Whenever I drive east on the Schuylkill Expressway, I am reminded of Philadelphia's once and future greatness. The buildings on Boathouse Row visually lead to the Waterworks, then to the museum on the hill and just past that, the skyline of Center City. That drive serves as a metaphor for the road the region must now take -- it must build upon its history to claim its future.
In December, the Brookings Institution released a report titled "Back to Prosperity: A Competitive Agenda for Renewing Pennsylvania." The report details the state's bad economic shape with withering candor. The Brookings report, which covers all aspects of the Pennsylvania economy, offers critiques, comments and suggestions that can be broadly classed into four overlapping topics: suburban sprawl, slow growth, brain drain and neglect of the older cities and towns. The issues raised in the report are not all about infrastructure or about Philadelphia, but the interconnectedness of the issues makes infrastructure and development most important to the state's future economic health.
What is interesting about the issues raised by the Brookings Institution is that most of the problems are self-inflicted and self-sustaining, but not irreparable. The state has resources available to fix its root problems; it simply lacks the leadership to implement a long-term plan addressing them. Take, for example, the following details paraphrased from the report (the statistics cited throughout are drawn directly from its pages, found at www.brook.edu/pennsylvania):
Suburban sprawl: The lack of coordination of urban development created an incoherent direction in the state's economic development. Harrisburg has had the wrong priorities and has focused its resources and policies on the development of new communities, neglecting older and established communities. As a result, inner-city Philadelphia is declining while the outer townships grow rapidly. Jobs and economic opportunities are moving to the suburbs, where housing is expensive and is only accessible by car. Those who can't afford the move are left behind in decaying older communities. Meanwhile, the outer townships see an increase in their tax base, but also cope with increased costs to provide services to far-flung pockets of residents and businesses. Unchecked suburban growth also leads to more pollution and traffic.
Slow growth: From 1992 to 2002, the Philadelphia region's 13.3 percent employment growth led the state, but lagged behind the national rate of 20 percent. The state's tax structure weighs disproportionately on poor communities; its system of governance, with 2,566 municipalities and a fragmented state government, is parochial. Furthermore, it has not moved to replace the loss of its manufacturing base with "new economy" jobs.
Brain drain: The state has the fifth largest net out-migration of population between 1995 and 2000, and most of those leaving are young, educated workers. The Philadelphia region lost 8.3 percent of its 25- to 34-year-old residents between 1990 and 2000 -- the ninth largest loss of young workers. Despite the fact that the state ranks sixth in the nation in college students, in 2000, 29 percent of the Philadelphia region's residents possessed a college degree, a figure that pales when compared to cities like San Francisco (43.6 percent) or the Washington, D.C. region (41.8 percent).

[Data excerpts]
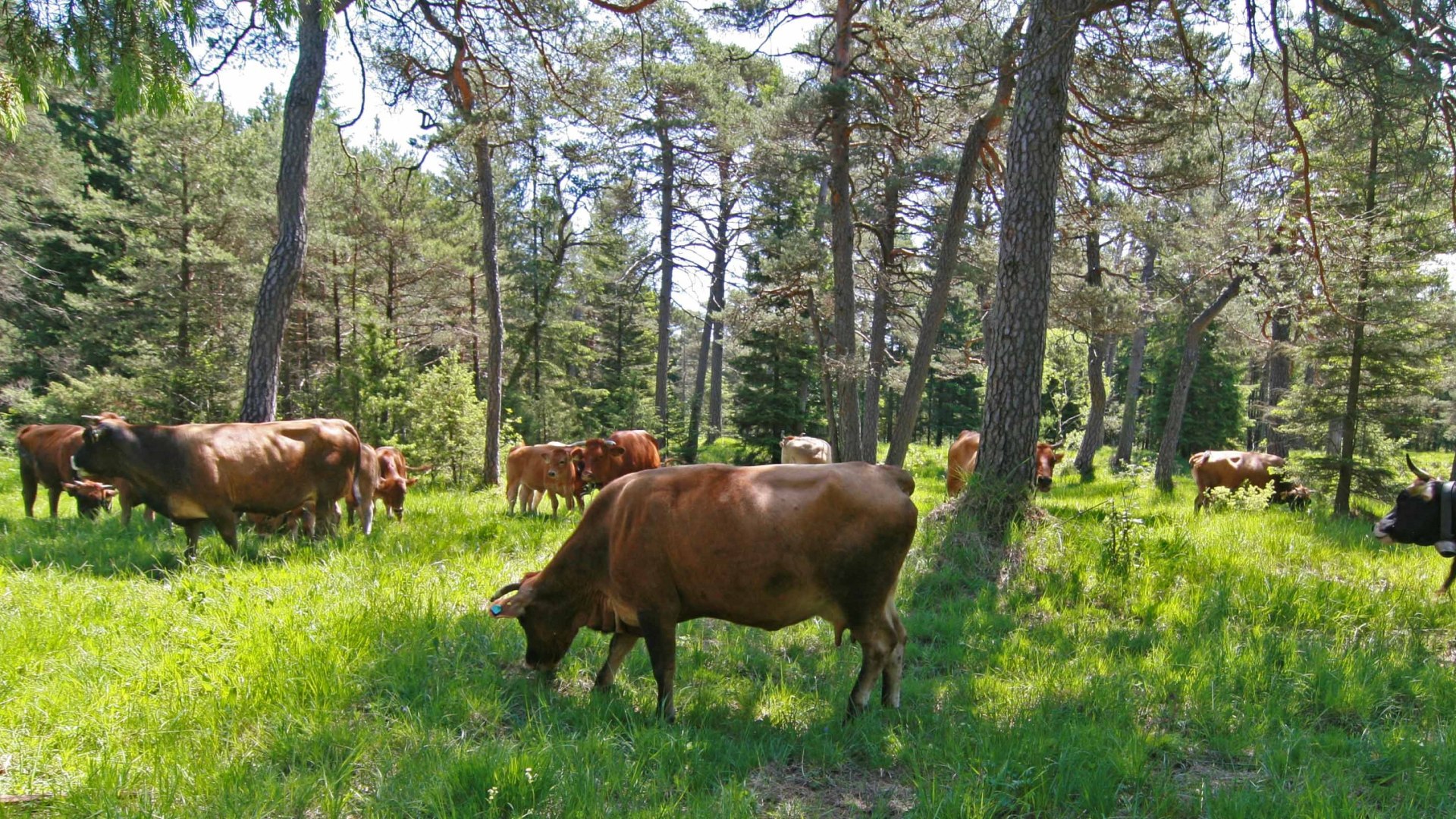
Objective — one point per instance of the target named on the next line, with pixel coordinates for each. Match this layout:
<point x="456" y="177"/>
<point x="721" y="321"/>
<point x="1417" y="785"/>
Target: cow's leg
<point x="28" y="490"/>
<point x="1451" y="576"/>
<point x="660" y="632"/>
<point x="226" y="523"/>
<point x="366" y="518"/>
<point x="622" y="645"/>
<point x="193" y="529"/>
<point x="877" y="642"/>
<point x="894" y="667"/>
==
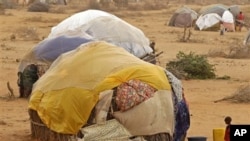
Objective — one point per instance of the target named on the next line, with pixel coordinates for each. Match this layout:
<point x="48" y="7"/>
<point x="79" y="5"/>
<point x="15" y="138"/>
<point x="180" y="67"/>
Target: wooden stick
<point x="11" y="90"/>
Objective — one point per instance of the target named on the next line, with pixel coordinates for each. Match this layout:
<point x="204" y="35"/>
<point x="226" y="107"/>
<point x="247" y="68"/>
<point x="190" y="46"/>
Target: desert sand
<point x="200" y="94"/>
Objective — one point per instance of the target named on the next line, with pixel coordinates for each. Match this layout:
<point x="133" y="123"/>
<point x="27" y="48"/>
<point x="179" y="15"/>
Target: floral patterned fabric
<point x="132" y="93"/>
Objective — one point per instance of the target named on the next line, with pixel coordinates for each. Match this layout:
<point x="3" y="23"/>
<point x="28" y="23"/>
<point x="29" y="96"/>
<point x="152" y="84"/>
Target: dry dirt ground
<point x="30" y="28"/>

[What you have to do]
Carry the essay on Pennsylvania's economic future forward from its last sentence. The listing has nothing to do with the essay on Pennsylvania's economic future.

[Answer section]
Older cities and towns: Competing municipalities have made growth in the region a zero-sum gain -- a national problem not unique to Pennsylvania. Pennsylvania's population growth has been slow, but its land development from 1982 to 1997 is sixth in the nation. In the Philadelphia region, population growth was among the lowest in the state (3.2 percent versus 3.4 percent statewide), yet its outer townships grew by 18 percent, while older developed areas lost 2 percent of their population. This population shift magnifies the self-reinforcing tendency of economies. Struggling urban economies face depressed property values, which limit a city's ability to pay for services, which in turn makes the area less desirable.
None of this is new; the report is yet another wake-up call about known problems. Yet the report also noted that the state has assets that make future success possible. Philadelphia has a tremendous amount of existing infrastructure that can spur economic growth, including a large amount of green space that makes the area attractive for recreation and a wealth of history that makes it a great tourist destination. Philadelphia also has great cultural institutions, museums and performing arts spaces that are vibrant and growing. Prominent academic institutions and a great network of hospitals and health care offer important resources. Finally, its people are another resource: Pennsylvanians, especially Philadelphians, are loyal to their home state and the communities where they grow up.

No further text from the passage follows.